***** Dataset *****
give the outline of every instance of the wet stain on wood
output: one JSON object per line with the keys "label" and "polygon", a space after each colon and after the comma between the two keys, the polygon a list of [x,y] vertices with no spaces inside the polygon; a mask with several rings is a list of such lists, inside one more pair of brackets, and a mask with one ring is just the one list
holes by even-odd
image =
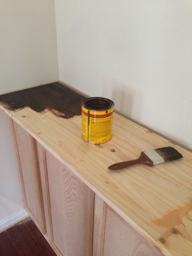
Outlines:
{"label": "wet stain on wood", "polygon": [[187,214],[191,209],[192,200],[181,207],[167,212],[162,218],[155,220],[154,222],[159,227],[175,227],[182,223],[183,216]]}
{"label": "wet stain on wood", "polygon": [[8,110],[14,111],[28,107],[36,112],[49,109],[57,116],[70,118],[81,115],[84,96],[59,83],[0,95],[0,102]]}

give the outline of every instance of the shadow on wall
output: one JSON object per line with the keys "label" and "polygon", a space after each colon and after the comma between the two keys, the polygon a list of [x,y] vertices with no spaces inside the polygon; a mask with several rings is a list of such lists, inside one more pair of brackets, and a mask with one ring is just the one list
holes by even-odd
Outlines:
{"label": "shadow on wall", "polygon": [[[131,86],[127,84],[114,81],[110,83],[110,85],[109,82],[108,84],[105,83],[105,86],[103,88],[103,95],[114,102],[115,111],[125,117],[139,120],[142,110],[141,93],[135,88],[133,92]],[[109,90],[110,95],[106,91],[107,88],[110,87],[112,87]]]}

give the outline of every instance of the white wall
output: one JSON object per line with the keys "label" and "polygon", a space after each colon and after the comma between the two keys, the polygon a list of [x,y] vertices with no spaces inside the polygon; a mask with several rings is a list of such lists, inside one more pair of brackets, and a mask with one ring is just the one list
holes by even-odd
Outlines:
{"label": "white wall", "polygon": [[[1,0],[0,24],[0,94],[58,80],[53,0]],[[26,214],[0,110],[0,230]]]}
{"label": "white wall", "polygon": [[58,80],[53,0],[1,0],[0,94]]}
{"label": "white wall", "polygon": [[192,149],[192,2],[55,4],[60,80]]}
{"label": "white wall", "polygon": [[0,230],[27,213],[22,206],[8,116],[0,110]]}

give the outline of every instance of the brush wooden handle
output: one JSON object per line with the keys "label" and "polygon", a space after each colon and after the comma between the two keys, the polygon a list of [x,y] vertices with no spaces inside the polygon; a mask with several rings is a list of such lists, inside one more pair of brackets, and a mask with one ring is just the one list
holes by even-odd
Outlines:
{"label": "brush wooden handle", "polygon": [[145,164],[149,166],[153,166],[153,161],[144,153],[141,152],[140,156],[135,160],[131,160],[130,161],[121,162],[112,164],[108,167],[109,170],[120,170],[126,167],[131,166],[137,164]]}

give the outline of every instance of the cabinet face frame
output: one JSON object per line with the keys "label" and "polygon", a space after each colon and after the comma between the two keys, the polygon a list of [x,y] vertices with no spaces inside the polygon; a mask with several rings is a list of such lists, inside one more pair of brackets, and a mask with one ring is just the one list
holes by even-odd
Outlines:
{"label": "cabinet face frame", "polygon": [[[36,142],[35,139],[34,139],[28,133],[24,130],[21,127],[20,127],[18,124],[17,124],[12,119],[9,118],[9,124],[11,130],[11,135],[14,145],[14,149],[17,158],[17,163],[18,171],[19,180],[21,188],[21,194],[23,199],[23,207],[29,213],[30,217],[31,218],[35,223],[38,227],[40,230],[43,234],[45,234],[46,233],[45,214],[44,210],[44,203],[42,195],[42,190],[41,186],[41,181],[39,173],[39,163],[37,155],[37,149]],[[22,151],[20,152],[19,150],[18,139],[17,138],[18,136],[21,136],[20,134],[17,133],[16,135],[16,130],[19,131],[19,133],[21,134],[25,134],[25,136],[27,137],[27,141],[23,142],[27,146],[29,146],[30,149],[29,149],[29,154],[30,154],[30,156],[32,158],[33,163],[34,165],[33,170],[34,171],[34,177],[35,179],[31,180],[31,182],[34,182],[35,185],[35,187],[37,189],[36,196],[33,197],[33,195],[29,195],[27,190],[27,184],[25,184],[25,181],[23,178],[23,173],[25,170],[23,170],[22,164],[25,164],[21,160],[21,154]],[[27,145],[28,143],[28,145]],[[35,188],[34,188],[35,189]],[[38,215],[36,215],[30,206],[28,205],[27,198],[30,197],[33,200],[34,207],[36,207],[38,212]]]}
{"label": "cabinet face frame", "polygon": [[[91,255],[92,254],[94,192],[76,177],[70,169],[68,169],[38,142],[37,149],[41,162],[41,175],[44,175],[44,177],[42,177],[43,194],[44,201],[46,200],[47,204],[46,206],[45,206],[46,222],[49,223],[49,226],[47,227],[47,236],[53,249],[59,256],[65,255],[75,256],[77,252],[74,252],[75,250],[77,252],[77,249],[79,249],[78,255]],[[60,175],[62,176],[63,179],[60,180],[58,178]],[[57,188],[53,180],[54,179],[57,180],[59,187],[59,186],[63,187],[63,190],[61,191],[61,194],[58,196],[56,191]],[[59,183],[60,181],[61,183],[59,185],[58,182]],[[77,186],[75,188],[74,186],[73,188],[74,183],[76,184]],[[65,186],[66,184],[69,186]],[[73,205],[69,206],[69,202],[70,203],[71,193],[73,194],[72,196],[75,197],[74,201],[76,204],[77,211],[80,212],[77,215],[76,215]],[[77,202],[77,198],[79,197],[81,200]],[[57,204],[53,204],[54,201],[58,200],[57,197],[61,201],[60,203],[58,202]],[[72,198],[72,201],[70,201],[72,205],[74,204]],[[59,221],[56,219],[57,211],[58,211]],[[71,211],[70,216],[69,216],[69,211]],[[63,214],[63,219],[61,220],[60,219],[61,214]],[[73,215],[76,217],[76,219],[73,218]],[[65,226],[65,225],[62,223],[62,221],[63,222],[70,223],[71,227],[74,228],[73,231],[69,231],[69,228]],[[75,225],[74,222],[76,222]],[[81,227],[82,226],[82,227]],[[63,233],[59,233],[60,226],[66,228],[66,230],[63,228]],[[55,235],[55,230],[57,230],[60,234],[61,238],[59,240],[60,241],[58,241],[58,235]],[[79,230],[81,233],[79,232]],[[71,234],[73,232],[74,236],[72,237]],[[76,238],[75,238],[75,235],[77,236]],[[68,239],[69,236],[69,237],[70,236],[70,238],[72,238],[71,241]],[[73,244],[75,240],[79,242],[79,245],[78,249],[75,248],[75,246]]]}

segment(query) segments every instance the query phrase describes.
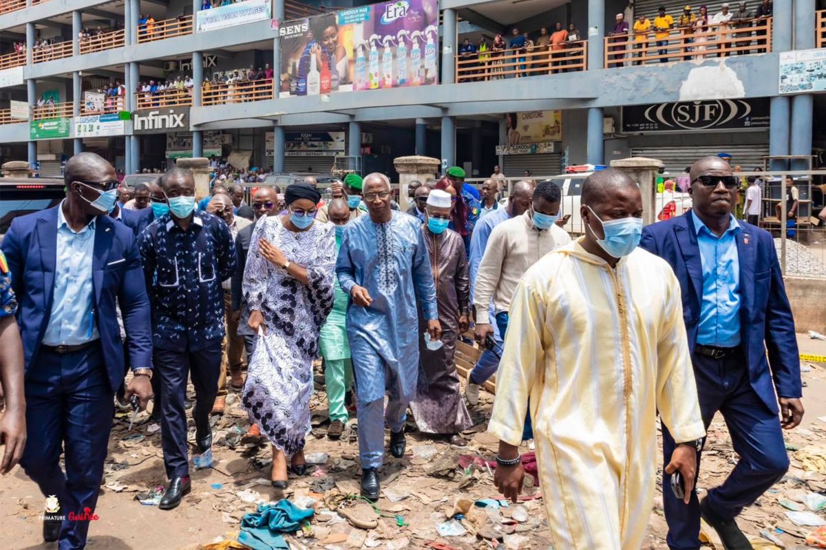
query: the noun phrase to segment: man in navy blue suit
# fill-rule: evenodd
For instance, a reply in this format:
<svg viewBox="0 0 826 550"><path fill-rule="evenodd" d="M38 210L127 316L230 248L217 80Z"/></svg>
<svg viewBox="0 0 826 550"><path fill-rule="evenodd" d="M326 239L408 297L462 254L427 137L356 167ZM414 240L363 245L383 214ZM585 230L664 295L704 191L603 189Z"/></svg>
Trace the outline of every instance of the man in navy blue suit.
<svg viewBox="0 0 826 550"><path fill-rule="evenodd" d="M2 242L17 296L25 350L26 421L21 464L57 510L43 524L60 550L83 548L103 475L124 349L123 312L135 374L126 397L151 397L150 304L132 231L112 219L115 169L91 153L66 163L66 199L15 219ZM66 472L60 468L65 449ZM53 498L48 499L50 503ZM50 508L51 508L50 506Z"/></svg>
<svg viewBox="0 0 826 550"><path fill-rule="evenodd" d="M692 495L688 506L663 472L667 543L699 548L702 517L726 548L751 548L734 519L786 473L781 428L803 418L795 322L774 240L732 215L739 181L731 167L705 157L690 177L693 210L646 227L640 246L668 261L680 280L703 421L708 428L715 412L723 415L740 459L722 485L701 502ZM664 426L662 440L670 457L674 440Z"/></svg>

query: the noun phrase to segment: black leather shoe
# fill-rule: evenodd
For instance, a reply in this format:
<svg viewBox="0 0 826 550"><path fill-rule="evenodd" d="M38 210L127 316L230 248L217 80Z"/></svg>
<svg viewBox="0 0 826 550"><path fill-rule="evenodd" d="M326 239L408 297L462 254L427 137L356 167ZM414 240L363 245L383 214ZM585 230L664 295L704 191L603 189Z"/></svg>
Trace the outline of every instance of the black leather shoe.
*****
**Task**: Each line from the one containing "query: the noun phrase to segment: black" to the end of the records should be echoed exactly, and no other line.

**Result**:
query: the noun phrase to segment: black leather shoe
# fill-rule: evenodd
For instance, a reply in this format:
<svg viewBox="0 0 826 550"><path fill-rule="evenodd" d="M38 210L127 316L230 248L217 80Z"/></svg>
<svg viewBox="0 0 826 550"><path fill-rule="evenodd" d="M326 239L408 297L462 254L427 137L356 167ZM414 240L363 245L383 214ZM585 230L664 295L704 191L603 189Z"/></svg>
Trace the outline of every instance of the black leather shoe.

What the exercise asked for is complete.